• **Records to process**:
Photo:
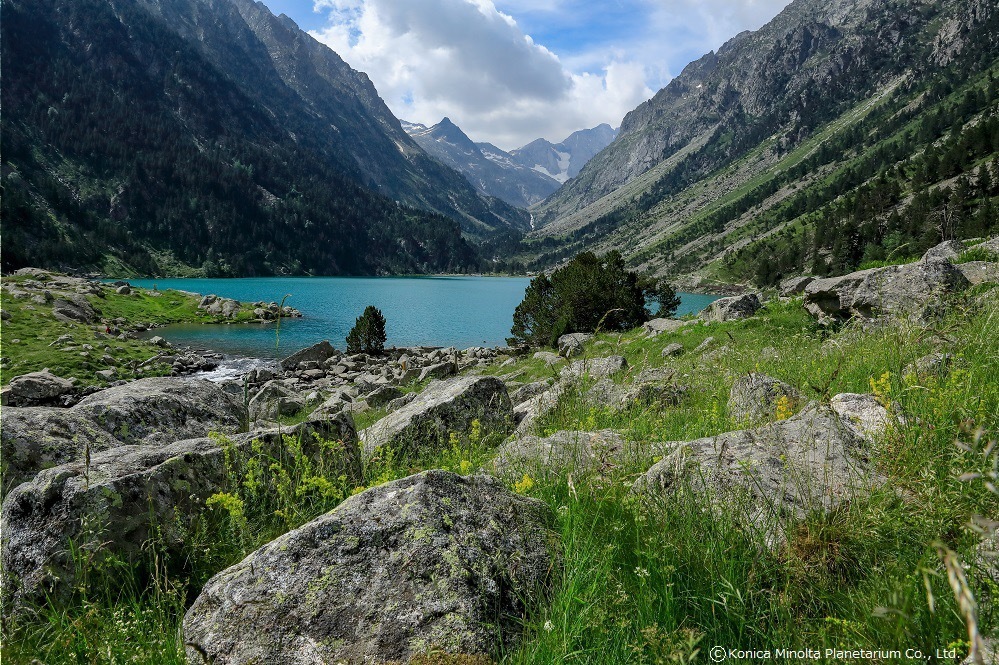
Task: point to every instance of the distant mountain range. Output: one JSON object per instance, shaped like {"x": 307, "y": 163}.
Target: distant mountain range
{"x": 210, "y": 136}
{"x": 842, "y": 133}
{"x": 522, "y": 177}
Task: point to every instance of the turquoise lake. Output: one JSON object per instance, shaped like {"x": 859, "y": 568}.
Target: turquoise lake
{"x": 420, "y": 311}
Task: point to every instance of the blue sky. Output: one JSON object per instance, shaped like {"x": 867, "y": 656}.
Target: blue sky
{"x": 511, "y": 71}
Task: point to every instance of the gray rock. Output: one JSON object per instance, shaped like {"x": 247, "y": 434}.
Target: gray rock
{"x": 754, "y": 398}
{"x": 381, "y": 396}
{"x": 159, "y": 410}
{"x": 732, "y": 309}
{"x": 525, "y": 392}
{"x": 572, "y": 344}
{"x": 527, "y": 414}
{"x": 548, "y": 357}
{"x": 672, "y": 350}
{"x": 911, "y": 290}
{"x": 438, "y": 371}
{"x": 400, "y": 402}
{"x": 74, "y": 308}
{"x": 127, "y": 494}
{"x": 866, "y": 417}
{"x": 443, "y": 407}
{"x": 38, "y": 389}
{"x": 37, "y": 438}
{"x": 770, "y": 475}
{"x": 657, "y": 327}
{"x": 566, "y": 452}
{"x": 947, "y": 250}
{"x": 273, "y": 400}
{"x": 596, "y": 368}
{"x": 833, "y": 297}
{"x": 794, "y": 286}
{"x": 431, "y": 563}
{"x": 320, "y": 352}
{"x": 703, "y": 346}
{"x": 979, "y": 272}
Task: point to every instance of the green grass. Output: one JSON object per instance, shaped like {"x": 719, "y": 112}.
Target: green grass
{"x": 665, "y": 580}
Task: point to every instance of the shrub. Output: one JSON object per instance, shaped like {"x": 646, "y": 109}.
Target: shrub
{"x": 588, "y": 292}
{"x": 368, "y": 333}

• **Task brief**:
Transcribe the entire listing above word for word, leaving out the picture.

• **Answer to this problem**:
Photo:
Task: point to every instance of the distant mountain range. Output: one JSON object per instance, shaped like {"x": 307, "y": 163}.
Target: distant mountain range
{"x": 210, "y": 136}
{"x": 842, "y": 133}
{"x": 522, "y": 177}
Task: point to every instance of the turquoise lake. Output: one JSON object per instance, shaped like {"x": 859, "y": 568}.
Target: turquoise lake
{"x": 420, "y": 311}
Task: point to every instance of the blue sky. Output: one JSON object per instance, shaped like {"x": 867, "y": 656}.
Target: blue sky
{"x": 511, "y": 71}
Task: point to every instance of the gray rock. Output: one JSON object per instance, shaped like {"x": 247, "y": 434}.
Target: gray rock
{"x": 754, "y": 398}
{"x": 381, "y": 396}
{"x": 159, "y": 410}
{"x": 732, "y": 309}
{"x": 525, "y": 392}
{"x": 572, "y": 344}
{"x": 527, "y": 414}
{"x": 548, "y": 357}
{"x": 672, "y": 350}
{"x": 911, "y": 290}
{"x": 438, "y": 371}
{"x": 400, "y": 402}
{"x": 74, "y": 308}
{"x": 127, "y": 494}
{"x": 866, "y": 417}
{"x": 443, "y": 407}
{"x": 38, "y": 389}
{"x": 37, "y": 438}
{"x": 770, "y": 475}
{"x": 657, "y": 327}
{"x": 566, "y": 452}
{"x": 947, "y": 250}
{"x": 273, "y": 400}
{"x": 596, "y": 368}
{"x": 833, "y": 297}
{"x": 794, "y": 286}
{"x": 431, "y": 563}
{"x": 320, "y": 352}
{"x": 703, "y": 346}
{"x": 979, "y": 272}
Task: point to every instance of the green grass. Output: one JSON object per instance, shaped like {"x": 719, "y": 112}.
Target: green grass
{"x": 665, "y": 580}
Task: point to every instance of the shrub. Output: one JSON object per instance, shaped like {"x": 646, "y": 109}.
Target: shrub
{"x": 588, "y": 292}
{"x": 368, "y": 333}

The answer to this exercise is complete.